JOB » Quote the entries below word for word, starting at the line that contains "Confirm that each instance of the wheel" and continuing through the last of the entries.

RECORDS SHOWN »
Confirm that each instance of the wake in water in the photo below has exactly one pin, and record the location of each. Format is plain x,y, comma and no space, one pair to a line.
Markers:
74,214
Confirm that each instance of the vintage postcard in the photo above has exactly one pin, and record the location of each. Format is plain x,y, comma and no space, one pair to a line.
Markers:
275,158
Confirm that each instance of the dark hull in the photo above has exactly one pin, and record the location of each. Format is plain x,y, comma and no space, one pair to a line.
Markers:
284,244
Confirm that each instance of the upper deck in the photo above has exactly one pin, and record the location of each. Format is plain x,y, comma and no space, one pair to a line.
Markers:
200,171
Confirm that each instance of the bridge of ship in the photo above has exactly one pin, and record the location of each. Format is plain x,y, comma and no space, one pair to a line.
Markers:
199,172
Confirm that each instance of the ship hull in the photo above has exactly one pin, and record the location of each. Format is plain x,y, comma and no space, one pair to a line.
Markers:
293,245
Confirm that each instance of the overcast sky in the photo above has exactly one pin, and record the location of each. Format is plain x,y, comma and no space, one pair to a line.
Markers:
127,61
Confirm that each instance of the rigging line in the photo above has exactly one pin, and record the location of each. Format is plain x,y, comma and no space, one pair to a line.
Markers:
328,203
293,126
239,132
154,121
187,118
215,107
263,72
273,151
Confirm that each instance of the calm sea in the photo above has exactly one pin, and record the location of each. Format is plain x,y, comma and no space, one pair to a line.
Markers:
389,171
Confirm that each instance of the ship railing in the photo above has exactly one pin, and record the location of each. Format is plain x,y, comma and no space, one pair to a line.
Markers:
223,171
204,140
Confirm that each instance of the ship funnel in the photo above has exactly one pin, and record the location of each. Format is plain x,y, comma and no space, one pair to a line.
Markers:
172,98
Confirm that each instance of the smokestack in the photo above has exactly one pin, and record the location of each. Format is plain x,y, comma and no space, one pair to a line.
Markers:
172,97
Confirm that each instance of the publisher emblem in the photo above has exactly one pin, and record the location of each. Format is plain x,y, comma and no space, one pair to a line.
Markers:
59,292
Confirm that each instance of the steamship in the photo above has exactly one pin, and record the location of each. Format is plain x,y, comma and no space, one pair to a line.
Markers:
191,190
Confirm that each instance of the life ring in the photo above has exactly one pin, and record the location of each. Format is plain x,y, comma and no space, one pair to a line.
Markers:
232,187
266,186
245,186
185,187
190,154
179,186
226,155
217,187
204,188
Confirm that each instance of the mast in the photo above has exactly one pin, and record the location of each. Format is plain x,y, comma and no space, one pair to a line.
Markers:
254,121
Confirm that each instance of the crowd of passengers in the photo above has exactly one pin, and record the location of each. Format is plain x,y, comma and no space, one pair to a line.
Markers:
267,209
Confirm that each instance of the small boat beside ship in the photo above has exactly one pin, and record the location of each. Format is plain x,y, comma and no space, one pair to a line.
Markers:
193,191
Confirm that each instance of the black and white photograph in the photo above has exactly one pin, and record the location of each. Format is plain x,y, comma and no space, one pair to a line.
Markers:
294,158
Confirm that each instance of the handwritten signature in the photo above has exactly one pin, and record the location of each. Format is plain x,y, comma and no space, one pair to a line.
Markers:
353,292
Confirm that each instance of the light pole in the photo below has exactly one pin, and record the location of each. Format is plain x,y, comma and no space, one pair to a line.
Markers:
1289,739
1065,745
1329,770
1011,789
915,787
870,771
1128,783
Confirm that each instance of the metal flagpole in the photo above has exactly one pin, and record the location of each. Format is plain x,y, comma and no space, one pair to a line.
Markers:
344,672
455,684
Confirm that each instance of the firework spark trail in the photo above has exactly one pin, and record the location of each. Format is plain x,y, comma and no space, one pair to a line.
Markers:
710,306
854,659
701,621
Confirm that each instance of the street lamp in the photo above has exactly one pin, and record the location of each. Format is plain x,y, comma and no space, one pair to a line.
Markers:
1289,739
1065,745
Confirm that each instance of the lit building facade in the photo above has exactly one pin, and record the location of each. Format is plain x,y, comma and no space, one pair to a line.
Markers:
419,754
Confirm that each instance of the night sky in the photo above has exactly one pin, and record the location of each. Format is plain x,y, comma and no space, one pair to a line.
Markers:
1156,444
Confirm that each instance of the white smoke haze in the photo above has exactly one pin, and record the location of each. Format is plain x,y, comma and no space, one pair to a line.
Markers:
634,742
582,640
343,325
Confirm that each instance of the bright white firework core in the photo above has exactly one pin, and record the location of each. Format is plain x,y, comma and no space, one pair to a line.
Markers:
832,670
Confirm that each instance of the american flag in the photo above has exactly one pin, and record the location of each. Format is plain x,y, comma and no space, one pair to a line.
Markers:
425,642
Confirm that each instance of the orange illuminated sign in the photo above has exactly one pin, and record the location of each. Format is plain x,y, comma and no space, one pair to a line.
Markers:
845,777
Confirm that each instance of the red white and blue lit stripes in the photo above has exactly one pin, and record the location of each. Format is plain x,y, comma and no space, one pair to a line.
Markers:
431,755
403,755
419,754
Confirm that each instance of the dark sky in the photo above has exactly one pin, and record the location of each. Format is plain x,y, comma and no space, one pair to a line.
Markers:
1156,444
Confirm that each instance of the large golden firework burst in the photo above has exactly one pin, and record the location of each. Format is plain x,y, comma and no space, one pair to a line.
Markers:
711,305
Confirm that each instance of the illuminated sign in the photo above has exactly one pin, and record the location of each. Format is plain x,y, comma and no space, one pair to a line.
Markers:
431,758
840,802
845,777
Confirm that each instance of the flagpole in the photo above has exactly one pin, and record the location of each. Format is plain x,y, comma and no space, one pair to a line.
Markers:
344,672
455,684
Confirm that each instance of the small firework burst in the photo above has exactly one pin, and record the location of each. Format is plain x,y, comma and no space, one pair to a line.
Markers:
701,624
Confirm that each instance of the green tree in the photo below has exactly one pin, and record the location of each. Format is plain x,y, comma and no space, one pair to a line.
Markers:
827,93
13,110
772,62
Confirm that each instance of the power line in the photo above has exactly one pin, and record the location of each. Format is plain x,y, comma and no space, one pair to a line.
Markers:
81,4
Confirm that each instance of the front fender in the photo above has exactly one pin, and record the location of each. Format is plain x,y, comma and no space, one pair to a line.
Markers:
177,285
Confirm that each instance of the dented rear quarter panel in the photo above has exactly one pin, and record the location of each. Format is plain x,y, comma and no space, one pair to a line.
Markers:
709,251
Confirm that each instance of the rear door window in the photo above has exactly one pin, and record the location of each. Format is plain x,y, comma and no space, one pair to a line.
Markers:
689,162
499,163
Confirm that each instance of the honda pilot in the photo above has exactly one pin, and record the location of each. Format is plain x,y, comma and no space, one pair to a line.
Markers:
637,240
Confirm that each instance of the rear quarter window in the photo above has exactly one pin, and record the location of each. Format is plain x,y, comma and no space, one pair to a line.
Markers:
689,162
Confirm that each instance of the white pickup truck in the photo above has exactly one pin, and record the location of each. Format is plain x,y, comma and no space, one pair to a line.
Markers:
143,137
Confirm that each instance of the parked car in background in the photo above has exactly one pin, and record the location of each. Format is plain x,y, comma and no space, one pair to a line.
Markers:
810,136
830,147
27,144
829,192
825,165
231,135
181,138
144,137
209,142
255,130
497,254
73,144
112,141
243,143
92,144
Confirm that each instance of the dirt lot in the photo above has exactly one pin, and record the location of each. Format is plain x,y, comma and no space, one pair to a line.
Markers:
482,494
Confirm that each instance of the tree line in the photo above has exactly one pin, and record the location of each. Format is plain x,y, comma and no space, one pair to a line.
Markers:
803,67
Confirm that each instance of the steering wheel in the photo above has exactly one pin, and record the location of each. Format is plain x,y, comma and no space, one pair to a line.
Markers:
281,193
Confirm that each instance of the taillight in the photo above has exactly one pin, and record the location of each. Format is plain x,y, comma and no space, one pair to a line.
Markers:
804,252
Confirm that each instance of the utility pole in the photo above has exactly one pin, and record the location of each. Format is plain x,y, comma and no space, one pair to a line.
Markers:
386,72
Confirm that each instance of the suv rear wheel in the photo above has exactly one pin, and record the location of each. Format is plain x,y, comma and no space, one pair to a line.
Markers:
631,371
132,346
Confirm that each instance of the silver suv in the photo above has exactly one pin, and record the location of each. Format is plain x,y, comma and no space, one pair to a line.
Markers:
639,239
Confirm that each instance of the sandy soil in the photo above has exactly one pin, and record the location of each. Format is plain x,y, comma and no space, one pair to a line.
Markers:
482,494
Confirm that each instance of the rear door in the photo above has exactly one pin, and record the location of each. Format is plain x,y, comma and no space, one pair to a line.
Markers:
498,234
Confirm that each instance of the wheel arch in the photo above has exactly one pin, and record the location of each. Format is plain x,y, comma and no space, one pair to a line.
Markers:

RESPONSE FOR THIS EXERCISE »
Confirm that each instance of the wheel arch in the photo above has exactly one pin, and record the location of each. Format is plain x,y, comma and no space, one pair to a line.
Markers:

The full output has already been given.